Available records
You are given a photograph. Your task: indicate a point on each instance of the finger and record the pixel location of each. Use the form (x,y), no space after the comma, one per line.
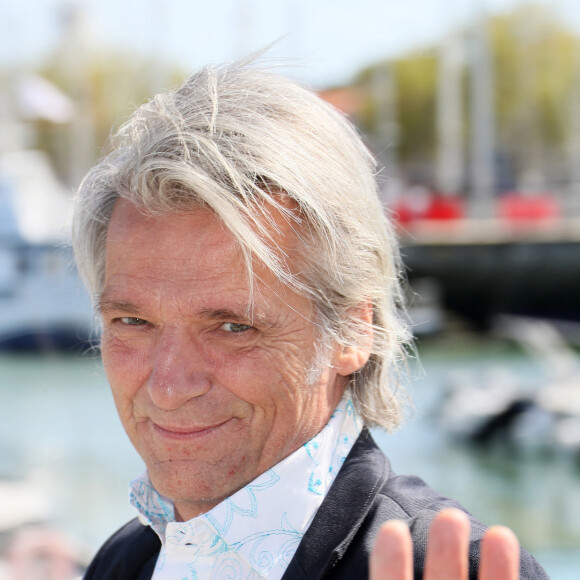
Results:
(392,555)
(447,546)
(500,555)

What is expected
Could every entry be restated word for word, pictures excluded?

Response box
You are given a photograph. Your task: indicate a point on each instance of the finger and record the pixel location of each. Use the form (x,y), no space after the comma, one per line.
Results:
(392,555)
(447,546)
(500,555)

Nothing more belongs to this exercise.